__DATA FOR THIS EXERCISE__

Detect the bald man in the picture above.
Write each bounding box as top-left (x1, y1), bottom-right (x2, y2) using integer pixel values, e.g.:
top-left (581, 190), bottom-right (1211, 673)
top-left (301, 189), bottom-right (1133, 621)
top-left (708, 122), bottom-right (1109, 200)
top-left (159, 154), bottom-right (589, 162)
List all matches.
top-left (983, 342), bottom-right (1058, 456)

==

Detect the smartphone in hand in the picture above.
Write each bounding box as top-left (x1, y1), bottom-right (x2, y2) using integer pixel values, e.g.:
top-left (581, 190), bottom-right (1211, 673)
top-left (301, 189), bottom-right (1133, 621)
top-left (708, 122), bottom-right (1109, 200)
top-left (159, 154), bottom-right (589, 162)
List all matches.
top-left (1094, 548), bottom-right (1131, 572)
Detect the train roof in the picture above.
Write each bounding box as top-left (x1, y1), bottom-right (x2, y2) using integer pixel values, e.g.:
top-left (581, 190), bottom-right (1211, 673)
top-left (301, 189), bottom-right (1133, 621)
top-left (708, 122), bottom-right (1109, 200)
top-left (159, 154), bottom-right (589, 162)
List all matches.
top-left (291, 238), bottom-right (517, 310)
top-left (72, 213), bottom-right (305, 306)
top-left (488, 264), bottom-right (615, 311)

__PROBLEM TO SOLVE__
From the listing above, return every line that contains the word "picture".

__RESPONSE__
Detect the bald man in the picture above.
Detect the smartphone in hand in the picture above.
Detect the train roof in the picture above.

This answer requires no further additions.